▸ **REQUIRED ACTION**
Every line of the data that includes "nose" should be copied out.

▸ **DATA SHOWN**
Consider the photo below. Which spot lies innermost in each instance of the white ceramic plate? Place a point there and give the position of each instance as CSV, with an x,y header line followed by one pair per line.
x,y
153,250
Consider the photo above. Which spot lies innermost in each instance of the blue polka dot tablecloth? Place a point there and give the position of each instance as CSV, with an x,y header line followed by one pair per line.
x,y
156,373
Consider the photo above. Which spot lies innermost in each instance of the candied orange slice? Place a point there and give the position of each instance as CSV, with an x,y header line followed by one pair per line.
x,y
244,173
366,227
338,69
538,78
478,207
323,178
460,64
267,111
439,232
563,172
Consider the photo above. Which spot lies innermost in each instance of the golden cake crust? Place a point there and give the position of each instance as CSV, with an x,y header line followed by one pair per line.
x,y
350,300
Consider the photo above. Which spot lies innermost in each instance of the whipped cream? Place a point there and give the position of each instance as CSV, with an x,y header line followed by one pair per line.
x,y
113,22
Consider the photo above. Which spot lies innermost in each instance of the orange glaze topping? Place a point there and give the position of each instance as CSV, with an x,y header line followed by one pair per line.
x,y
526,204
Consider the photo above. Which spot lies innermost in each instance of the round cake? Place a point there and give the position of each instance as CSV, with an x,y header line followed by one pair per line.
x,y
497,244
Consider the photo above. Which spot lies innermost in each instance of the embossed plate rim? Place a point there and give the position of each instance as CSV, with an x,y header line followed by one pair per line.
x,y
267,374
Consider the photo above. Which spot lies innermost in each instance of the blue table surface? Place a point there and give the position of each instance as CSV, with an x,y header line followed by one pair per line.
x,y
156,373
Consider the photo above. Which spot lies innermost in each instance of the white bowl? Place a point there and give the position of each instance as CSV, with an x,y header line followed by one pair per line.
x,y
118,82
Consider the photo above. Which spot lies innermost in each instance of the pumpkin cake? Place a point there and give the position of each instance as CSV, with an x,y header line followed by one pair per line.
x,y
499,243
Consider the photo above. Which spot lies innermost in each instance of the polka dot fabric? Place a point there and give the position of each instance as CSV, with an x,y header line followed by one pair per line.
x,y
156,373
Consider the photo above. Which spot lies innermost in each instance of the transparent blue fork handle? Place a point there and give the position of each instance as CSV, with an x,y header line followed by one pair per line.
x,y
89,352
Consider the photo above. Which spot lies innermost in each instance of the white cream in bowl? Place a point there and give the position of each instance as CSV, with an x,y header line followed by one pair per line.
* * *
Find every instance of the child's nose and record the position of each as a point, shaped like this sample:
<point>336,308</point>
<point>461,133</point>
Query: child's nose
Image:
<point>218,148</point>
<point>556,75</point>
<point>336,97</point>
---
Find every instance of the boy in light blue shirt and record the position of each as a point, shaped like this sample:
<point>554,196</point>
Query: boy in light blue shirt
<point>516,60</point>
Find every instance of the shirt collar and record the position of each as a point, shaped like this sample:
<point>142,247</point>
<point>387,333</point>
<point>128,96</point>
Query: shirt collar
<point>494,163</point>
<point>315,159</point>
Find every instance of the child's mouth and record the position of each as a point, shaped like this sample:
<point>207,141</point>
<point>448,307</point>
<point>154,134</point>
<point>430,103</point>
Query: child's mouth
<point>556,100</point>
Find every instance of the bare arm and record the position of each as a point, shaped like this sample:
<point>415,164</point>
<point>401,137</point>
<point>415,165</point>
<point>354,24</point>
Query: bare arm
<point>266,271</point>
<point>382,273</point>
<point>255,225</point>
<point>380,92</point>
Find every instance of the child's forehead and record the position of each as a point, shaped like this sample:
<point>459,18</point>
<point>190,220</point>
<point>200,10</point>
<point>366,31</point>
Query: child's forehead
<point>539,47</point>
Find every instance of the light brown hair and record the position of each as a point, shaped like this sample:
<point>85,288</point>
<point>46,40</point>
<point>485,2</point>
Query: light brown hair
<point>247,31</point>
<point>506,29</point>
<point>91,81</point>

▸ **EXERCISE RESPONSE**
Find every instance of the child's nose and record the position of each as a point, shaped like this sample:
Query: child's nose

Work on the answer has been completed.